● GIVEN DATA

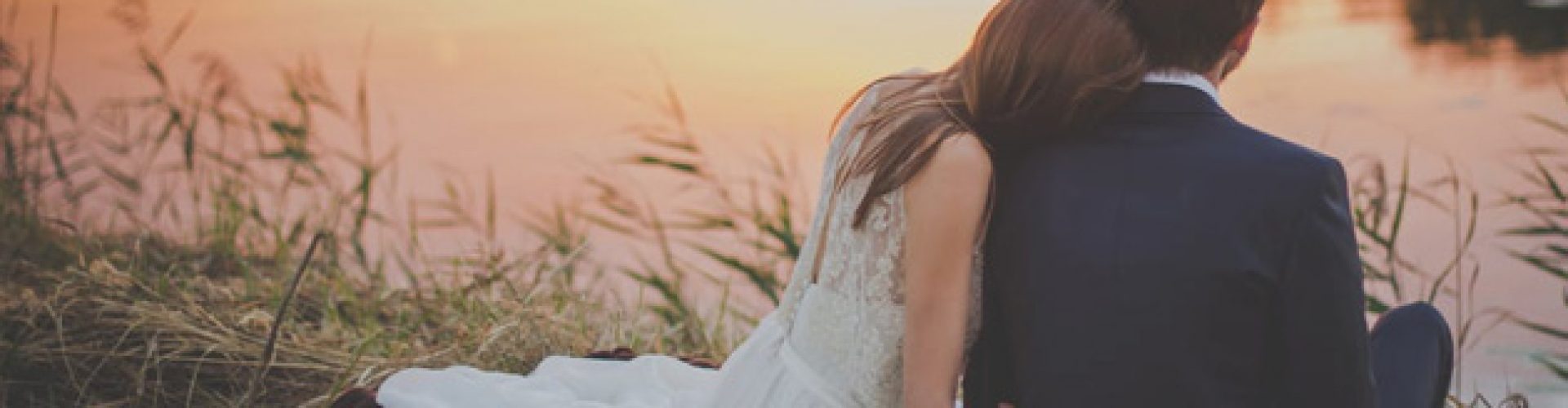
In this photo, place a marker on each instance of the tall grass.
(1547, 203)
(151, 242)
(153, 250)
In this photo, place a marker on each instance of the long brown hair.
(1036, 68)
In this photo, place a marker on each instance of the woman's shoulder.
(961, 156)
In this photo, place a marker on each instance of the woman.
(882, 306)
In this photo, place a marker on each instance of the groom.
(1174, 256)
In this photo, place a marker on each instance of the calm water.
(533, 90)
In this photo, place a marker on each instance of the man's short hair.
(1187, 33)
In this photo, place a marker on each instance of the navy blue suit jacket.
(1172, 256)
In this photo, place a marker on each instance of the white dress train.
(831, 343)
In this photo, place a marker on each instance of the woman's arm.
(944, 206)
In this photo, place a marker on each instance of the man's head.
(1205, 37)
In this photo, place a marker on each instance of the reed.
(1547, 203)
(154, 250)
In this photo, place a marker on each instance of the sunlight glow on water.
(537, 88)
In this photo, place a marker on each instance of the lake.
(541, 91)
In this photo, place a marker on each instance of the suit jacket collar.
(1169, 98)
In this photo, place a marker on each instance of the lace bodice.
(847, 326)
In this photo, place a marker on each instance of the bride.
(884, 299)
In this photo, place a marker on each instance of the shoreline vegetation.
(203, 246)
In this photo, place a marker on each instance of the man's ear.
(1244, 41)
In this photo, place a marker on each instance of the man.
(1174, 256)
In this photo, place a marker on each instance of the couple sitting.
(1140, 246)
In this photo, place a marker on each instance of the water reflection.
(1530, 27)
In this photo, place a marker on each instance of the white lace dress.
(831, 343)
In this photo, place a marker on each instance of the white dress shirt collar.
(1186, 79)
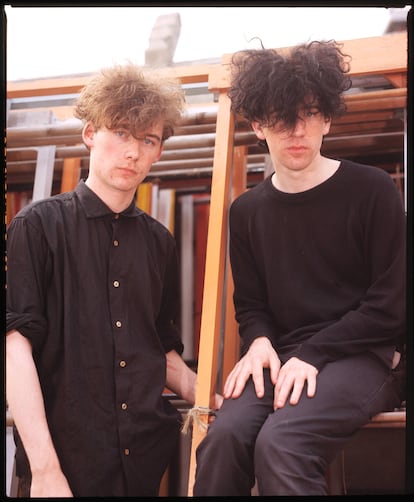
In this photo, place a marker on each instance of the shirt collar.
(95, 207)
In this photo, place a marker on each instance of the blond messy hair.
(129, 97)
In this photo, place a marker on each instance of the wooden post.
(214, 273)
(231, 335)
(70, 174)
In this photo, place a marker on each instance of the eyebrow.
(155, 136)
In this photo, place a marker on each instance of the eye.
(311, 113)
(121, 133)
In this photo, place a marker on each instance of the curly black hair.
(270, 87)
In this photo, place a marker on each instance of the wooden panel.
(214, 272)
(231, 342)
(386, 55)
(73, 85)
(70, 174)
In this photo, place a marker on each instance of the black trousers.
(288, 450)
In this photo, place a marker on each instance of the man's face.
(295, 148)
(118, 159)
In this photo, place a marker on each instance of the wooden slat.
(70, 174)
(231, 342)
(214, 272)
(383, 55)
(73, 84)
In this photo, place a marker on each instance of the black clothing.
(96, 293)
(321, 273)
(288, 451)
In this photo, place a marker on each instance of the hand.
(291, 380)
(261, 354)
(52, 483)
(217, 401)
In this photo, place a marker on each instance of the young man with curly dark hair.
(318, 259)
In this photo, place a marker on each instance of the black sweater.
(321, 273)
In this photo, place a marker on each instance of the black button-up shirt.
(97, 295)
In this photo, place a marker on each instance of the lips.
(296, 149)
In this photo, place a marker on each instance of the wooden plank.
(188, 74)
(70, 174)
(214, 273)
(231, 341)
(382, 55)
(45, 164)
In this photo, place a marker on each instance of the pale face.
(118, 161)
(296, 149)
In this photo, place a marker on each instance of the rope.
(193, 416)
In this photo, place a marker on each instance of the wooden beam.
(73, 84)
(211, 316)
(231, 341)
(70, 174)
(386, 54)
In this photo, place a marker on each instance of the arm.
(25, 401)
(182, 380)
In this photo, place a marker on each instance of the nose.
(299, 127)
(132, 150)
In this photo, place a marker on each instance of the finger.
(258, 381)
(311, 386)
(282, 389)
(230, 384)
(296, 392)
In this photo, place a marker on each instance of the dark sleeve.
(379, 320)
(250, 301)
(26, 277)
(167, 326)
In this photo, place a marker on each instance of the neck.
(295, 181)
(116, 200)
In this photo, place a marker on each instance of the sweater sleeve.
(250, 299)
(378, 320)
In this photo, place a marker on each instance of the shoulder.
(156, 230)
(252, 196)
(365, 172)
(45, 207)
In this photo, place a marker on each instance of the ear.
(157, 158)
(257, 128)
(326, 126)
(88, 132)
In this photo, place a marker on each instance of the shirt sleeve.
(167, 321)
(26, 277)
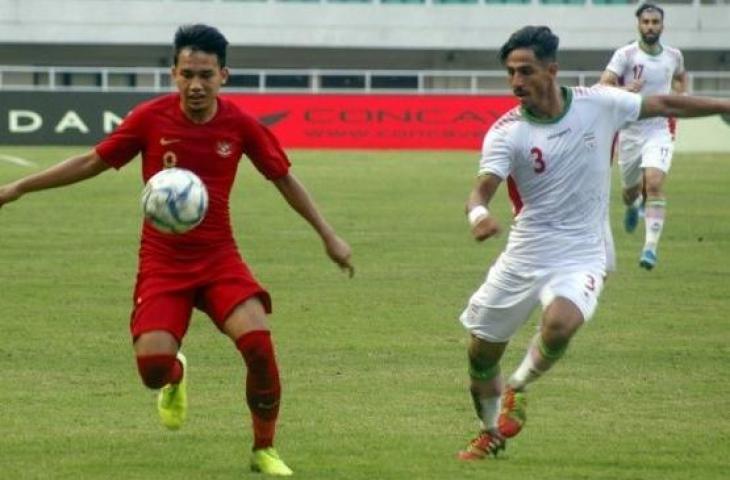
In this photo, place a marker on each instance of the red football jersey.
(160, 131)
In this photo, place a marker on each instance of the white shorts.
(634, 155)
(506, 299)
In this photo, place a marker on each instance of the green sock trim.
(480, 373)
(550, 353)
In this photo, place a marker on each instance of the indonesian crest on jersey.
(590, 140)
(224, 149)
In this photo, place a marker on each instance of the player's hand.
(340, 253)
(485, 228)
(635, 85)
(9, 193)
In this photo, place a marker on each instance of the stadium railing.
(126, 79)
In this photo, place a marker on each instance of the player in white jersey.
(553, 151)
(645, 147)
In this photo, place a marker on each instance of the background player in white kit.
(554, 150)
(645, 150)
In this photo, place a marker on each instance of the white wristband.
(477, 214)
...
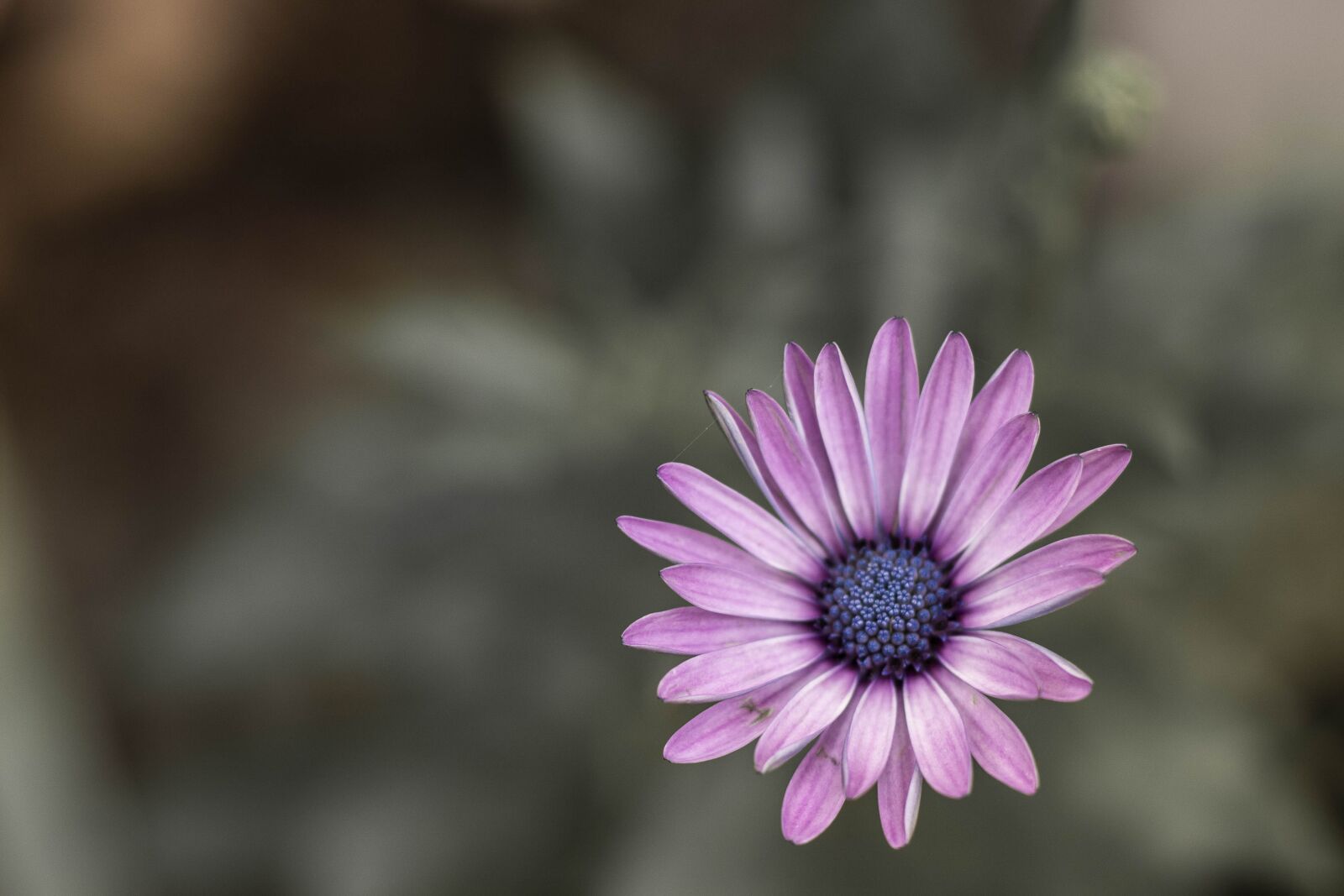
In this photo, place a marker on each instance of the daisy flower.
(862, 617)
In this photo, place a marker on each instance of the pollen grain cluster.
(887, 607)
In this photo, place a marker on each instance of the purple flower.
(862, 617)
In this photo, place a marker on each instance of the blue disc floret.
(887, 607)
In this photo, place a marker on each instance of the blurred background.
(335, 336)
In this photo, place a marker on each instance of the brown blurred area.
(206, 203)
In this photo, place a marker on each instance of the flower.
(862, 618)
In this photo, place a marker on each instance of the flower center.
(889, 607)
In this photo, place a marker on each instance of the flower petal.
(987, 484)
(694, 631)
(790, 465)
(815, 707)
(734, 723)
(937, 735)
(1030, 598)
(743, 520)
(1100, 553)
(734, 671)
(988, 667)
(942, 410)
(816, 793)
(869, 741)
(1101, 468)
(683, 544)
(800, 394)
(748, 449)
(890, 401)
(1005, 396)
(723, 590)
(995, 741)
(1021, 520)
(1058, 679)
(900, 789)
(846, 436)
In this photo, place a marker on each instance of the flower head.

● SHORT PROBLEM
List every line above that contains the string "blue", treating uppercase and lowercase letters as different.

● OUTPUT BELOW
In this photo, place a marker on each instance of the navy blue suit jacket.
In this photo, place a marker on each instance of the blue disc floret.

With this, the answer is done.